Extracted entries
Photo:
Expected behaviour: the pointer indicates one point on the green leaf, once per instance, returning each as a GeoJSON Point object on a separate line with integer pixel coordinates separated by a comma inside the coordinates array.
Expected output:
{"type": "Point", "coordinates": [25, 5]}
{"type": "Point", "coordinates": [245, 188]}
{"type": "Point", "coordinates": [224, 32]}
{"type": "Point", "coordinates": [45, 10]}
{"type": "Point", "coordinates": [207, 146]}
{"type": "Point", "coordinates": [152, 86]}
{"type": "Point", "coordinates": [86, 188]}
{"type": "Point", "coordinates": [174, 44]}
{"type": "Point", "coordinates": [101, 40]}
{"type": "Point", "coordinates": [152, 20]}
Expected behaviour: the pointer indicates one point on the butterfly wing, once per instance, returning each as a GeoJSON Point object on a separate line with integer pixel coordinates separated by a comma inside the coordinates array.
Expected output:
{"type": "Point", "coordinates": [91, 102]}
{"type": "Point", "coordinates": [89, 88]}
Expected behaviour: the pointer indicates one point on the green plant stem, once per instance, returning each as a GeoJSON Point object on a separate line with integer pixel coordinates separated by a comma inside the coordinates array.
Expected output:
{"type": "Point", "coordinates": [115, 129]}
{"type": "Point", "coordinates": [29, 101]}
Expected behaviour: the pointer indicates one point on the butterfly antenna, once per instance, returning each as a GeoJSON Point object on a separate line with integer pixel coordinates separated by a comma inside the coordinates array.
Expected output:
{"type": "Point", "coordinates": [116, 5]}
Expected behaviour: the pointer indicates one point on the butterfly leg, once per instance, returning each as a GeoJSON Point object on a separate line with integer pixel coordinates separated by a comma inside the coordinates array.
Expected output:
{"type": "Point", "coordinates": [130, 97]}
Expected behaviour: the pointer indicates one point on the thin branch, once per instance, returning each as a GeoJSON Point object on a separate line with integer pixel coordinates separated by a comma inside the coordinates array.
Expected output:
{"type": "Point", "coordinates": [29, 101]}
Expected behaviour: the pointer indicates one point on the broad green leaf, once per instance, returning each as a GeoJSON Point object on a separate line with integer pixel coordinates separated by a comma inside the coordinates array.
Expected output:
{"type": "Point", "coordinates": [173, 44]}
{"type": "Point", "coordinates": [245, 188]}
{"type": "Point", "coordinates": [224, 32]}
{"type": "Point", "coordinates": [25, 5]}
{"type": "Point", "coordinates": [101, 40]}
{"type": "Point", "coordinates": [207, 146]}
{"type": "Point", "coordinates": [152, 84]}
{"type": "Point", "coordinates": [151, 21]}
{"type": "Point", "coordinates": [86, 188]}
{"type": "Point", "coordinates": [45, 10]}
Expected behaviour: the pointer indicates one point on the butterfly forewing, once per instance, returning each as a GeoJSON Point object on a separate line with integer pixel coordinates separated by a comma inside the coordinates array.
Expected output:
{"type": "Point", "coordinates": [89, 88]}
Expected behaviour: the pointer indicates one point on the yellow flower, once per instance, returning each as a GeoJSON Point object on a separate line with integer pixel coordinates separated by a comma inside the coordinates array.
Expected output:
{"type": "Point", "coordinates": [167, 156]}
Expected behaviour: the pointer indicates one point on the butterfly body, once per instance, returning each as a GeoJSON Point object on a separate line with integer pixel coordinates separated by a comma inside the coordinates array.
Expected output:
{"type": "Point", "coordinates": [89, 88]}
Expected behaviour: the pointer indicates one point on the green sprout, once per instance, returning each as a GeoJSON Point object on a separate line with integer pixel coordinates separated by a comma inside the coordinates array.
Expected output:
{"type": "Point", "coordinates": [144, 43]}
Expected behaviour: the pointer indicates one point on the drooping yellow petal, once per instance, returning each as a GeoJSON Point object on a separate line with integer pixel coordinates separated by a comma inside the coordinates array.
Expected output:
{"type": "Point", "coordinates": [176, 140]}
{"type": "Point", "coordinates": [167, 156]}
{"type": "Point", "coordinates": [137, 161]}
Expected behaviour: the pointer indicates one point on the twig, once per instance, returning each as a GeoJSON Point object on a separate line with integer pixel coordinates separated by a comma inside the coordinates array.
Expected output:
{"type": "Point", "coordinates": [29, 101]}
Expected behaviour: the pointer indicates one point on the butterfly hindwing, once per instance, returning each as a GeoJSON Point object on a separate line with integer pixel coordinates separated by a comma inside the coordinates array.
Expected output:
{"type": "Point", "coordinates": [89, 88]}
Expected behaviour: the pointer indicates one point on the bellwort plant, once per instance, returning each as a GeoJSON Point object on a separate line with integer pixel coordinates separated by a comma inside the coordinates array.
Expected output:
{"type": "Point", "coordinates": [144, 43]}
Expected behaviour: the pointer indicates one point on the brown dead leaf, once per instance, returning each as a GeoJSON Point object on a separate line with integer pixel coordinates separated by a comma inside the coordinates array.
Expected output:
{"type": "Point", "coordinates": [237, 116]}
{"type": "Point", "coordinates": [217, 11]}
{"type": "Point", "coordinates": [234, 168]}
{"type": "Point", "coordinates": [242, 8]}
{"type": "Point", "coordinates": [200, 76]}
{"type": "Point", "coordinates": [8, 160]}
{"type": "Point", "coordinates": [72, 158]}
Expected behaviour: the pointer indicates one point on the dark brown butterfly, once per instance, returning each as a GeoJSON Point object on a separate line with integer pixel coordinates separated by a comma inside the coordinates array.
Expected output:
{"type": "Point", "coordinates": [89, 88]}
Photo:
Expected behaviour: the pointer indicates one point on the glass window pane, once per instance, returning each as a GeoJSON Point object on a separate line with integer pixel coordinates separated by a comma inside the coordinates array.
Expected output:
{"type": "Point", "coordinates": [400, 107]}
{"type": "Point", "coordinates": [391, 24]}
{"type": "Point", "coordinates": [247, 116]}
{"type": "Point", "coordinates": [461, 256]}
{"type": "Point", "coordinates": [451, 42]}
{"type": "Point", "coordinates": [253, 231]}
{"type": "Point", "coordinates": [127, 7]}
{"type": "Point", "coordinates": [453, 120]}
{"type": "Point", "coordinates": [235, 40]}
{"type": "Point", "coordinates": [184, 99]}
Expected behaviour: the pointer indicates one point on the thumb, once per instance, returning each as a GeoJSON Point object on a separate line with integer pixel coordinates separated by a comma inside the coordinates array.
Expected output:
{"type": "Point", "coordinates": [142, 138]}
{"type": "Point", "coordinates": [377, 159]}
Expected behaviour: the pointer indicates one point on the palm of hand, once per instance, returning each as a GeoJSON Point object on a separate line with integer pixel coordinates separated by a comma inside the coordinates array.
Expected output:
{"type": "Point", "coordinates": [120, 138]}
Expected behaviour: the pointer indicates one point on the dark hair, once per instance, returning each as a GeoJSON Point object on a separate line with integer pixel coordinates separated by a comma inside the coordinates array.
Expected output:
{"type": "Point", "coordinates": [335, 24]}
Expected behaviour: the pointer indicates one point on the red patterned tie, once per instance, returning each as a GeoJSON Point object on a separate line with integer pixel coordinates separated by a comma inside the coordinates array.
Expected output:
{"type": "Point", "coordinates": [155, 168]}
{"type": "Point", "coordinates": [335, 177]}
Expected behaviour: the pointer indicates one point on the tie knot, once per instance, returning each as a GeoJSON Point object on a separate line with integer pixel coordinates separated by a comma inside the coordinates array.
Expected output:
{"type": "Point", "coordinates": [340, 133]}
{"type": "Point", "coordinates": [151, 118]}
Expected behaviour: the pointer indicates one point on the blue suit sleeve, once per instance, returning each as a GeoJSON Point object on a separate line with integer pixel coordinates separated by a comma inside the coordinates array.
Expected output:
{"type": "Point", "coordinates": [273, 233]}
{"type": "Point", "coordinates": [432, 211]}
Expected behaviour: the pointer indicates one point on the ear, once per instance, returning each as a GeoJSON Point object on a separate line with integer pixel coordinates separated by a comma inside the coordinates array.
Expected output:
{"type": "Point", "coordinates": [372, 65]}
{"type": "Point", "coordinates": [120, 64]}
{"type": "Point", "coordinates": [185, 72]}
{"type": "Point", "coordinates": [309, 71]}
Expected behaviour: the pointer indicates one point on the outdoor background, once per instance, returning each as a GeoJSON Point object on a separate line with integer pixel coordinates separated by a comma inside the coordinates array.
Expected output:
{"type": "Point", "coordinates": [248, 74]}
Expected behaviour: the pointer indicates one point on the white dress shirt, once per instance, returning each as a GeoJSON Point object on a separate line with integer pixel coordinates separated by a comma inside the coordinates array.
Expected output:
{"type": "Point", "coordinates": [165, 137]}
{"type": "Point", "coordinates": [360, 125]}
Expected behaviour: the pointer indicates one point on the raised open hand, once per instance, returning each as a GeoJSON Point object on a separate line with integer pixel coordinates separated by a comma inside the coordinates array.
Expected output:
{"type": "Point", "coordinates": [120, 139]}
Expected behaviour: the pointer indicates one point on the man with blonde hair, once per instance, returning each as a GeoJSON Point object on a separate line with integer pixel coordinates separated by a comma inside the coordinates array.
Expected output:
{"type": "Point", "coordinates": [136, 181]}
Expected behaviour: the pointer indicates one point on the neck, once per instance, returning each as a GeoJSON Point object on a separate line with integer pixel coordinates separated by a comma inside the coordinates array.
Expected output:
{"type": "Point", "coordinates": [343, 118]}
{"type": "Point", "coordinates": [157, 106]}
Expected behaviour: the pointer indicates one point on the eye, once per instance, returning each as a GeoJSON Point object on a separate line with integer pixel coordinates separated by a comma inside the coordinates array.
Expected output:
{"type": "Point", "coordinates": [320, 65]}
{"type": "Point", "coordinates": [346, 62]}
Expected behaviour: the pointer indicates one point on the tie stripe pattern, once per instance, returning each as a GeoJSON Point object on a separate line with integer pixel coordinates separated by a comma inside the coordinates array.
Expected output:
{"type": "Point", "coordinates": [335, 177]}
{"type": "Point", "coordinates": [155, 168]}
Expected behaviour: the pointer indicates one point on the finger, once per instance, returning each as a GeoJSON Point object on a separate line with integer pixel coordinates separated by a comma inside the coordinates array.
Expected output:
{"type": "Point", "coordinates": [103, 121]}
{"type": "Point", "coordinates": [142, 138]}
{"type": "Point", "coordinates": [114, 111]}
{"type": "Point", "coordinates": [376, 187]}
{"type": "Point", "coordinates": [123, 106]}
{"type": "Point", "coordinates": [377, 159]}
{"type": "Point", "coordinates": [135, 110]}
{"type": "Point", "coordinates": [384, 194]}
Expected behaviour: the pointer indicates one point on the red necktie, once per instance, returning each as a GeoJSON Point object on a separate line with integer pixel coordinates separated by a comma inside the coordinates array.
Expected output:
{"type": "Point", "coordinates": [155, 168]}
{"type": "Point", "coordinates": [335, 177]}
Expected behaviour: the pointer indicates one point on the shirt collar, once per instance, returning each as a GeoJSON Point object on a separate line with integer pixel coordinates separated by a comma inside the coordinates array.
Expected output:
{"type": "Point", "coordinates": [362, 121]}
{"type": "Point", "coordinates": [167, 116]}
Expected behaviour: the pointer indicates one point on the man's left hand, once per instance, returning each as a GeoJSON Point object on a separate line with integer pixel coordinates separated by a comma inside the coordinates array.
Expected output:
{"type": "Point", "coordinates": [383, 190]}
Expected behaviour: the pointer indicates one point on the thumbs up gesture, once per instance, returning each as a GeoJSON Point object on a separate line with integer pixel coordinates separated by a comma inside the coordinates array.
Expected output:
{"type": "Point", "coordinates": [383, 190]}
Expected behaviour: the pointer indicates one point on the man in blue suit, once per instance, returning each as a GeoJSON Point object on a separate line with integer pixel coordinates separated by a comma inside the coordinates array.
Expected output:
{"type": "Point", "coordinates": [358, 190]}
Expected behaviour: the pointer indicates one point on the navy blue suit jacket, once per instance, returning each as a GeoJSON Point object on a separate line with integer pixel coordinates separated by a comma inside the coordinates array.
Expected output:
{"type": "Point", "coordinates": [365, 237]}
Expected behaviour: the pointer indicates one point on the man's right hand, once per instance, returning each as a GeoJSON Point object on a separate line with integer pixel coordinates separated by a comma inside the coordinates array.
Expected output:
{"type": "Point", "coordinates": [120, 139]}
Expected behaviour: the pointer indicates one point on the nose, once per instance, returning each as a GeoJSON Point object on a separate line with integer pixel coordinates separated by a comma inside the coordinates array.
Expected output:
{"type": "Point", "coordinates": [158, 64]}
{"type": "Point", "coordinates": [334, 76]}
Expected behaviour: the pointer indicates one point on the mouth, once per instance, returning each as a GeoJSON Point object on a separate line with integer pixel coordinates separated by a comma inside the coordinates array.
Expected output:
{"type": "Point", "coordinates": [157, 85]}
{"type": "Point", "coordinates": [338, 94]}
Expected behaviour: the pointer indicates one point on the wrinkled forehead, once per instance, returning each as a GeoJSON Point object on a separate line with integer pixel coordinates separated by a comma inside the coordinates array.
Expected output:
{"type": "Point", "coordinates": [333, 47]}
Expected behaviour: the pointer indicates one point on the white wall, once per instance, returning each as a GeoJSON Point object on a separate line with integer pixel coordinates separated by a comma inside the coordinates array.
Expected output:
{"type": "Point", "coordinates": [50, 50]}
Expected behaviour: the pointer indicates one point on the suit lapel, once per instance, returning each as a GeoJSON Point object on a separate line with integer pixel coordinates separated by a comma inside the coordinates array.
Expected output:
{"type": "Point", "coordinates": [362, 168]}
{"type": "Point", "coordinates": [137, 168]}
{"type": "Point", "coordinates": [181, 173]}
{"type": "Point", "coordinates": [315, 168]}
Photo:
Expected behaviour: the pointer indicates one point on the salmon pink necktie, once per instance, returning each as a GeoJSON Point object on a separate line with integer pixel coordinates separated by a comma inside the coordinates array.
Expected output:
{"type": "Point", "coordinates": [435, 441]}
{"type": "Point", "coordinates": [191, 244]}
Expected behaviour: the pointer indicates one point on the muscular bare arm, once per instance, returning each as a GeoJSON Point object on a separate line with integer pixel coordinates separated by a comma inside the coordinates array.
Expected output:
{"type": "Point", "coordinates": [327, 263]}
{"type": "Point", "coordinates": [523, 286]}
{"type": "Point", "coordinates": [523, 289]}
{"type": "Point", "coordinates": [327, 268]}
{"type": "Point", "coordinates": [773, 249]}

Directions for this task
Starting with the line that contains "on the muscular", return each line through the last one of the data above, exactly as written and nothing more.

Reply to the exercise
Expected behaviour: the pointer indicates one point on the muscular bare arm, once per instance, returning each as a GeoJSON Point object on a separate line with integer pixel coordinates separated by a comma inside the coordinates array.
Expected output:
{"type": "Point", "coordinates": [327, 263]}
{"type": "Point", "coordinates": [523, 286]}
{"type": "Point", "coordinates": [523, 289]}
{"type": "Point", "coordinates": [327, 268]}
{"type": "Point", "coordinates": [773, 249]}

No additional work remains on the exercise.